SELECTED EXCERPT
*** Begin section ***
6 January 2017

Granny Park

It was a blissful day in the dog park, until another dog owner decided to strike up a conversation. ‘How old is your dog?’ he asked. Twelve, I said. He raised his eyebrows. ‘Twelve! An old guy!  How long do those types of dogs live?’

I looked at his big friendly pie face, and pictured myself ramming a steel rod through his eye. My imaginary vision of his big cranium crashing onto the frozen earth with a piece of metal sticking out of it was so much more satisfying than any conversation I could ever have. But I couldn’t even talk. I couldn’t have this conversation.

Of course I think about how old my dog is. I think about it a million times a day. The thought is small dark cloud that is constantly seeking access to my brain, but I immediately make it disappear. Gratitude is a much stronger force than fear, and I use it to nudge the cloud away. Why think about the unknown when you have this day?

Somewhere in the last five years, and due to spending much time in the hospital, my thought process has changed. There is a long story (which boring to everyone but me), but the short one is that I am much more able to live in the present, and much less likely to get swept up in the anticipatory anxiety of the unknown. It’s working quite well as long as I stay in my own head, but I haven’t evolved to the point of incorporating  it  into stupid conversation.

My throat was closed and my mind was racing. Now I was picturing the same guy sitting on a park bench with his granny. He with his round jolly head, and she, a little apple face doll in a pink hat that slightly resembled a tea cozy. They are in a ‘Granny Park’ and someone walks up to him and says, ‘She’s a cutie. How long do you think she’ll live?’

Now, about your Granny.....
Now it’s back to real life. He’s still looking at me, waiting for an answer and his smile had started to fade. I’d been staring at him for at least ten second without blinking. ‘I’m sorry’, I said, ‘Did you say something?’

‘Um,’ he said, with a lot less jocularity, ‘Your dog. The basset hound. How long do they usually live?’

I summoned all the little tricks I’ve learned over the last few years. Clearing my mind. Filling my heart with a smile. Acceptance. Understanding. And arranging my face into a pleasant expression until it starts to feel real.  Sometimes this works, but sometimes people are still assholes that you want to jab in the head with a stick. So I answered his question.

‘Forever’,  I said. And walked away.
*** End section ***
YOUR OBJECTIVE
Reproduce a section of the Granny Park piece above word for word, starting with "I looked at" and going on through "have this day?".

GIVEN RECORDS
*** Begin section ***
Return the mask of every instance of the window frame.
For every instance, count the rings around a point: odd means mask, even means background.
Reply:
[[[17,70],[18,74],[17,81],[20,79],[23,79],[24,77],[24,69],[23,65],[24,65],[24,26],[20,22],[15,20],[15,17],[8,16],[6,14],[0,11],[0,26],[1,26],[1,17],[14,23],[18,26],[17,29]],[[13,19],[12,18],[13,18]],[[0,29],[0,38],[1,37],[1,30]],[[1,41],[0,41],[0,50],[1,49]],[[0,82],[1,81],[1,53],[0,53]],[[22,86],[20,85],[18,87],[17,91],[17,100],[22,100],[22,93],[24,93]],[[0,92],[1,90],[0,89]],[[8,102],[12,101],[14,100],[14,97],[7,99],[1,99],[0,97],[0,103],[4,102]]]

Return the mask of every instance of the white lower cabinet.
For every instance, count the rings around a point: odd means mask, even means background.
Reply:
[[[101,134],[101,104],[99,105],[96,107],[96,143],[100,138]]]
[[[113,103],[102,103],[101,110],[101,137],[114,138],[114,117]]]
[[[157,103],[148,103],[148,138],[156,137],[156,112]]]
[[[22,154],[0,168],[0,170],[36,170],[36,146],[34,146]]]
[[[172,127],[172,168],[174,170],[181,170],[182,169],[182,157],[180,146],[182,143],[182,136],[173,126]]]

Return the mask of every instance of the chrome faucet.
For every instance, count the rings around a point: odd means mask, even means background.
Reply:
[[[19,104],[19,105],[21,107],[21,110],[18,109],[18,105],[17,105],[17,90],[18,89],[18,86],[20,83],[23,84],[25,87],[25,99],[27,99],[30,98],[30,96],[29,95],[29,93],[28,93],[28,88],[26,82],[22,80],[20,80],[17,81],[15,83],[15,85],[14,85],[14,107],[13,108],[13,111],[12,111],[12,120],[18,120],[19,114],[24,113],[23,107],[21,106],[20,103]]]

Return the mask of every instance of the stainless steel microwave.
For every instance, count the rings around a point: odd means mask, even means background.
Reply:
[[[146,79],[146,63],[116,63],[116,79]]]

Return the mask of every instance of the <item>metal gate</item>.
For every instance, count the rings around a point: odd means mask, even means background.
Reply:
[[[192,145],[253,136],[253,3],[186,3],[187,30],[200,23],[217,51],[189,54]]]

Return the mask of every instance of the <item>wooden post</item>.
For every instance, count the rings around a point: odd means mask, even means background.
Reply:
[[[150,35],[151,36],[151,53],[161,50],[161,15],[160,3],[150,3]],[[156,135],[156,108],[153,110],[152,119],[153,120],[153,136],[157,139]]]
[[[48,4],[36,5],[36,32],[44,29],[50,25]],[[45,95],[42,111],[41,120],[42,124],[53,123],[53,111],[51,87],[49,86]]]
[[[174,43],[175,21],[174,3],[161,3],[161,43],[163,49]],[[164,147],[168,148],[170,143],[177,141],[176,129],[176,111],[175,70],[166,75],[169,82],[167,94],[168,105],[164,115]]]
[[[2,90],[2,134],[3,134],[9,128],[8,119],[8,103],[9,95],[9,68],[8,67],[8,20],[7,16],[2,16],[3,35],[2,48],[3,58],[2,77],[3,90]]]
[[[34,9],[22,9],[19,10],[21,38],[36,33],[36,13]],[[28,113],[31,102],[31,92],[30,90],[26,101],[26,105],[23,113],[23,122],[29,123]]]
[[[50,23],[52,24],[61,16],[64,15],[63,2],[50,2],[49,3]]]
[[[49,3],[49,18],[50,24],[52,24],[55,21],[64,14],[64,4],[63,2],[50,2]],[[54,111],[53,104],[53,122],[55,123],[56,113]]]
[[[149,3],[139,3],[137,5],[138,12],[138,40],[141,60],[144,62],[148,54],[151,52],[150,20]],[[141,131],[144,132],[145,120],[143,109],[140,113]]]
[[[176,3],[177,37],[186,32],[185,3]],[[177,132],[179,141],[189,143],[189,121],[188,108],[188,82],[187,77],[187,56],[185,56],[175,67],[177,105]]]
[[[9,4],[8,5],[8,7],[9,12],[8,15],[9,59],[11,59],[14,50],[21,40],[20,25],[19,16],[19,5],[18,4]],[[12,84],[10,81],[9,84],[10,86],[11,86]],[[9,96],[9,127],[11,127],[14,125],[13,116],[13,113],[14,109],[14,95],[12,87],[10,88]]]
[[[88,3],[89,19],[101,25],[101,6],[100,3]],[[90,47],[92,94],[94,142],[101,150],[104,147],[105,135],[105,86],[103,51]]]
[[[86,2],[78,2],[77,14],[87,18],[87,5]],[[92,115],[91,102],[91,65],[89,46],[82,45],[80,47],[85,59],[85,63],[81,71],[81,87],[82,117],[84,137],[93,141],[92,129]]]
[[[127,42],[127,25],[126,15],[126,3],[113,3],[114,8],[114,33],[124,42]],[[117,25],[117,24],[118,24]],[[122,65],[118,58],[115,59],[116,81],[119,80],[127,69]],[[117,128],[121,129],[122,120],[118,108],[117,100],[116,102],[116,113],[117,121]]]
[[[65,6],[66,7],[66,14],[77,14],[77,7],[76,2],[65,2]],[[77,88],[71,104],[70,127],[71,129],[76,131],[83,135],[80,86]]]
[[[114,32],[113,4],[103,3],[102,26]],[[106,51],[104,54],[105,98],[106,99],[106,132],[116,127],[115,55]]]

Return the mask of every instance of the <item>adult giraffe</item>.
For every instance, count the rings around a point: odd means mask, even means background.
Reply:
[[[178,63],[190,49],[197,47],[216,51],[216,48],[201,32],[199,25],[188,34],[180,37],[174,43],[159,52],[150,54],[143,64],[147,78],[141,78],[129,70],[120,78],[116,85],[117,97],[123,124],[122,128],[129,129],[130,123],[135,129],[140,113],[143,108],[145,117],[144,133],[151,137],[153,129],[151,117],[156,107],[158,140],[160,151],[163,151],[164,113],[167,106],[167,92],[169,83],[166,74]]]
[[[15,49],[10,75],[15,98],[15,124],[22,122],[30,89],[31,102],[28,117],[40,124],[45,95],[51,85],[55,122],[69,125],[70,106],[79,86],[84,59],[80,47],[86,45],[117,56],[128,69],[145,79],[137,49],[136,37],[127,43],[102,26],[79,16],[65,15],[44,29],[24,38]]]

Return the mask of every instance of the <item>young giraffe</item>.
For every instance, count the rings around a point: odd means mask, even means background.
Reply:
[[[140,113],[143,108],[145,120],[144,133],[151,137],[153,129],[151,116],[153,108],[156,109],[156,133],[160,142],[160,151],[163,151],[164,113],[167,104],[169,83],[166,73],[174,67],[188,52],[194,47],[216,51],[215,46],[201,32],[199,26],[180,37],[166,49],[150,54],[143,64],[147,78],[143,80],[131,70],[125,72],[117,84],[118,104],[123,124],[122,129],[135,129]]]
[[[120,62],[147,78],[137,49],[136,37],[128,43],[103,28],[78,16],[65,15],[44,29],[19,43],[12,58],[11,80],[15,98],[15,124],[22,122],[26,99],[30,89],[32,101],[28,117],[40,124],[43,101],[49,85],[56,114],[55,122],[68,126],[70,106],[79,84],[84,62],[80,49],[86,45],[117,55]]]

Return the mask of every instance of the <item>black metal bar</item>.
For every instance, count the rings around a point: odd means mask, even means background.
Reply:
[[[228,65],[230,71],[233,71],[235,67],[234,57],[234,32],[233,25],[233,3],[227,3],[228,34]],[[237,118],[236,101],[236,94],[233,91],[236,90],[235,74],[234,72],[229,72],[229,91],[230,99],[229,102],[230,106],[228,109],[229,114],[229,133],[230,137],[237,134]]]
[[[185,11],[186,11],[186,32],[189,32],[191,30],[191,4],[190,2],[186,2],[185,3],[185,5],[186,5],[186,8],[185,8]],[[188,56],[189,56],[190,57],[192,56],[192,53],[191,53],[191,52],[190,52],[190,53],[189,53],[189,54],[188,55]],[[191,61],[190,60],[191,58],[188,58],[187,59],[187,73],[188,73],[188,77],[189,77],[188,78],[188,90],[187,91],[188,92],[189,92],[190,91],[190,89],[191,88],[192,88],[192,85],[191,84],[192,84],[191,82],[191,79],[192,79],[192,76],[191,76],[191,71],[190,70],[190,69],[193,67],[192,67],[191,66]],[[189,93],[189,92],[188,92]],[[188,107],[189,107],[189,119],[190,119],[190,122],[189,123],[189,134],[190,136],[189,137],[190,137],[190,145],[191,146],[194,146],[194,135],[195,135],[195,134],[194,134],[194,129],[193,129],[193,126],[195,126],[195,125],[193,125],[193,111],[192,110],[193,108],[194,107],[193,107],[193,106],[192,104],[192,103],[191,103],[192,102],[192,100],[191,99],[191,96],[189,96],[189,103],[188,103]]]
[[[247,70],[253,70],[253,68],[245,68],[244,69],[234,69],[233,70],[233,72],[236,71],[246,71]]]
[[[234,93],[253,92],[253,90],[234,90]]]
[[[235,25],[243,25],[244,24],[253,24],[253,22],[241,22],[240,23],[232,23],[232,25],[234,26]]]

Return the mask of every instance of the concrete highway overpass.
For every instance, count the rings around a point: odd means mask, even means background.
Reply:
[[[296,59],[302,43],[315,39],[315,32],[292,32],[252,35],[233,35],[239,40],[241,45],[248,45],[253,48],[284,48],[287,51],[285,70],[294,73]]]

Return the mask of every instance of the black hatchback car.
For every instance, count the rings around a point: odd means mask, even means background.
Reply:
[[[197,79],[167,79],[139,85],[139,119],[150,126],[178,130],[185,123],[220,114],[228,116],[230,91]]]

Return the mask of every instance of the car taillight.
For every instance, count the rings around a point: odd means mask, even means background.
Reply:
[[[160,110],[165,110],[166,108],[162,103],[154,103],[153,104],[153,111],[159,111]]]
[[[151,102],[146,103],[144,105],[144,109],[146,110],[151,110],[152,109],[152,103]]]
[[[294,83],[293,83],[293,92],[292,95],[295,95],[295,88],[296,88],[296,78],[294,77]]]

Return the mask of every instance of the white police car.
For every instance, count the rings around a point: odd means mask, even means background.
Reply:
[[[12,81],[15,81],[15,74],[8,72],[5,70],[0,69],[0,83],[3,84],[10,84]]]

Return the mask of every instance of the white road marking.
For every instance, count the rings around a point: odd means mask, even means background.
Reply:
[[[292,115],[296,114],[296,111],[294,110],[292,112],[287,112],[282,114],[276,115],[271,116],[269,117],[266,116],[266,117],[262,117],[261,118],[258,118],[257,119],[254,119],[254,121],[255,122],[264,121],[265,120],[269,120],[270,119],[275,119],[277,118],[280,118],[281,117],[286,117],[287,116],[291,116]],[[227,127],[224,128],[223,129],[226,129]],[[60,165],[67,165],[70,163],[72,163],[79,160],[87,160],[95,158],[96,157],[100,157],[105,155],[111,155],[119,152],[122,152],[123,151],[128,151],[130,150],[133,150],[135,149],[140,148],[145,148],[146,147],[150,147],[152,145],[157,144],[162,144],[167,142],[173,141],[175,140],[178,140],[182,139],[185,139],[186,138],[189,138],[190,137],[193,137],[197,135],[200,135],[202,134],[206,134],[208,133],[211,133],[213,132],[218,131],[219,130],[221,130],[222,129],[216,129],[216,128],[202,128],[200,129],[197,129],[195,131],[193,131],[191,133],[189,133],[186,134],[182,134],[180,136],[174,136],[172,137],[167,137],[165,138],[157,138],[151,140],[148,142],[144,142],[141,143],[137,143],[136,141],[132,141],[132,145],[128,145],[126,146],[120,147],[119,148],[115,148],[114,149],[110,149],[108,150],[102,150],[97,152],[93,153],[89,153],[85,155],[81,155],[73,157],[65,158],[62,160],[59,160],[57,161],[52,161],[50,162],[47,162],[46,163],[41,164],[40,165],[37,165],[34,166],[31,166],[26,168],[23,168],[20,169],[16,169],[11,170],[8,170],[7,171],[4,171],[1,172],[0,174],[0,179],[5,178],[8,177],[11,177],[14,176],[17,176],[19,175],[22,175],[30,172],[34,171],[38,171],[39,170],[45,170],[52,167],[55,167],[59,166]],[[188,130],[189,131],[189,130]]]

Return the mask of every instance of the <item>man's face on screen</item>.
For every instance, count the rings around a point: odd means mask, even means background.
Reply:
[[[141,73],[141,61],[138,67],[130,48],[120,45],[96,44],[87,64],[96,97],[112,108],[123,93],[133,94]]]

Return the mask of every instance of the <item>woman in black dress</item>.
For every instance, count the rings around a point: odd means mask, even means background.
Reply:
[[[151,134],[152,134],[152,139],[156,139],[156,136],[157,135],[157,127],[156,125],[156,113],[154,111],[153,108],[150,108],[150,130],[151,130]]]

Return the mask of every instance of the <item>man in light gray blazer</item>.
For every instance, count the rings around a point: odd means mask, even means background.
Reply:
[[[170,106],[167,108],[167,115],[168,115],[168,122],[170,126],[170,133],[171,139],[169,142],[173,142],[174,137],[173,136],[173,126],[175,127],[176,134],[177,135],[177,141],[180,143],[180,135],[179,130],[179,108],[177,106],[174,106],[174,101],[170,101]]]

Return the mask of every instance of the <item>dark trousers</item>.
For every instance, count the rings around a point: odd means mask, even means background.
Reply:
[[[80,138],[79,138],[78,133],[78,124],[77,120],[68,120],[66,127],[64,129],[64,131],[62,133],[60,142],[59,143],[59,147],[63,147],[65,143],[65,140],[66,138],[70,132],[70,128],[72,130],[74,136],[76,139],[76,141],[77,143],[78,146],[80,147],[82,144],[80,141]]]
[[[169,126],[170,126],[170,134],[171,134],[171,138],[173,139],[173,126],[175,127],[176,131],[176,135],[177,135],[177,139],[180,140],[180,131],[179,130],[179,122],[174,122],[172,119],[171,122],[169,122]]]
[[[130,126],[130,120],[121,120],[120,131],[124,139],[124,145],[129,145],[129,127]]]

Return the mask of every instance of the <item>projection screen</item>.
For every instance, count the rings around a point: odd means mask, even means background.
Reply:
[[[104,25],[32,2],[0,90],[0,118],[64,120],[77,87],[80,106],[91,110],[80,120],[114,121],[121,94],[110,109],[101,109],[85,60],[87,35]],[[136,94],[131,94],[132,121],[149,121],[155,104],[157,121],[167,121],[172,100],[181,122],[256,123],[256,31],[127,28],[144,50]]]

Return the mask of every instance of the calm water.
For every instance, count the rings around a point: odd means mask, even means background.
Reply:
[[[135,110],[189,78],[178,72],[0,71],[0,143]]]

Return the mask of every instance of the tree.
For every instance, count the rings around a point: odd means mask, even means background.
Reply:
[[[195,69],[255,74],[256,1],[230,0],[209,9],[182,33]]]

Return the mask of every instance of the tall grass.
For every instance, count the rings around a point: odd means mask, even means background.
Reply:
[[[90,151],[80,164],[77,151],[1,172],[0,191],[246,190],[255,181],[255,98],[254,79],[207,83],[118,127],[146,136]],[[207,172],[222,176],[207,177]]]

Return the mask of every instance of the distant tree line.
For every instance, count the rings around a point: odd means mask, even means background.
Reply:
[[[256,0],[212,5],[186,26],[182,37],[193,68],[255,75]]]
*** End section ***
RESPONSE
I looked at his big friendly pie face, and pictured myself ramming a steel rod through his eye. My imaginary vision of his big cranium crashing onto the frozen earth with a piece of metal sticking out of it was so much more satisfying than any conversation I could ever have. But I couldn’t even talk. I couldn’t have this conversation.

Of course I think about how old my dog is. I think about it a million times a day. The thought is small dark cloud that is constantly seeking access to my brain, but I immediately make it disappear. Gratitude is a much stronger force than fear, and I use it to nudge the cloud away. Why think about the unknown when you have this day?